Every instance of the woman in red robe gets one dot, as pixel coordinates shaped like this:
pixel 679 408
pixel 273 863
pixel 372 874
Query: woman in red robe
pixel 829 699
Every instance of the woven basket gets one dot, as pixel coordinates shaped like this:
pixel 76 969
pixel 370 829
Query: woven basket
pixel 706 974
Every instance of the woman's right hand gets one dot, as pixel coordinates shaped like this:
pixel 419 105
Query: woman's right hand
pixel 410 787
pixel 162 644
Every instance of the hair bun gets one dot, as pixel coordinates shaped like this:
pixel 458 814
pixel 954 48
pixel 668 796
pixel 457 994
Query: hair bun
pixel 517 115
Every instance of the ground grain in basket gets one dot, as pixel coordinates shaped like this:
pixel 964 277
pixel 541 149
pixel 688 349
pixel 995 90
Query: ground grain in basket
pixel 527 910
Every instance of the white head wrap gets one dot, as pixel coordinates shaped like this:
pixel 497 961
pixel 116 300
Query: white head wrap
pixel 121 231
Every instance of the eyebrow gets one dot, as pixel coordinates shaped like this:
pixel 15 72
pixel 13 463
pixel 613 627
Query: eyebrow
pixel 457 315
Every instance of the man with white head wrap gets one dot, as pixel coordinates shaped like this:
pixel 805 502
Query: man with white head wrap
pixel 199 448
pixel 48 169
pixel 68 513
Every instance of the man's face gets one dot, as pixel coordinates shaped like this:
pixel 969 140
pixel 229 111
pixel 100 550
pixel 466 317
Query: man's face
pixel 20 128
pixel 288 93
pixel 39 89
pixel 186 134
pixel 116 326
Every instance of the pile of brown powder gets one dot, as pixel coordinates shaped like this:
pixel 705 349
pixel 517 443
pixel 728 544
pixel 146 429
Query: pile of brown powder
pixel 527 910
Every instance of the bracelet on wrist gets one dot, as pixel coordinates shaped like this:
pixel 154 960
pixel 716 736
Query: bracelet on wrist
= = = = = = =
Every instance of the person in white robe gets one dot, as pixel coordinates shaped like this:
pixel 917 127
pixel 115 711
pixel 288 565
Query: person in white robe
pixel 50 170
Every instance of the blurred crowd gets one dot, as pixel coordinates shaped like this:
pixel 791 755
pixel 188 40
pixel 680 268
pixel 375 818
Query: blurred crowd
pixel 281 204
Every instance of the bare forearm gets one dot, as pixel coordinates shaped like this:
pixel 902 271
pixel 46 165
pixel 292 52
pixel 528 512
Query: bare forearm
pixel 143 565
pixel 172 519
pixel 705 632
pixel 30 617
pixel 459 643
= = = = = = =
- **What the exercise asks**: In the listing above, find the line containing "pixel 964 277" and the line containing "pixel 705 349", then quote both, plus every line between them, exactly as written.

- **Solution for this problem**:
pixel 964 277
pixel 541 149
pixel 688 349
pixel 995 90
Query: ground grain in basket
pixel 527 910
Every instance of the white head wrap gets one dot, as pixel coordinates shaped like this:
pixel 497 961
pixel 116 300
Query: white head wrap
pixel 121 231
Every instance of the eyebrow gets one dot, as pixel coordinates shaped like this:
pixel 15 72
pixel 13 463
pixel 613 627
Query: eyebrow
pixel 457 315
Every instance of the man with white head wrap gets one dot, as pixel coordinates shaped like this:
pixel 805 502
Query: man with white head wrap
pixel 199 448
pixel 48 169
pixel 68 513
Every instance of the man's face gets one dot, as pixel coordinates shaped like this:
pixel 969 140
pixel 229 111
pixel 100 550
pixel 466 317
Query: man's face
pixel 20 128
pixel 288 93
pixel 39 89
pixel 186 134
pixel 116 326
Every instance of the pile of brown powder gets one dot, as pixel coordinates shaped like this:
pixel 705 349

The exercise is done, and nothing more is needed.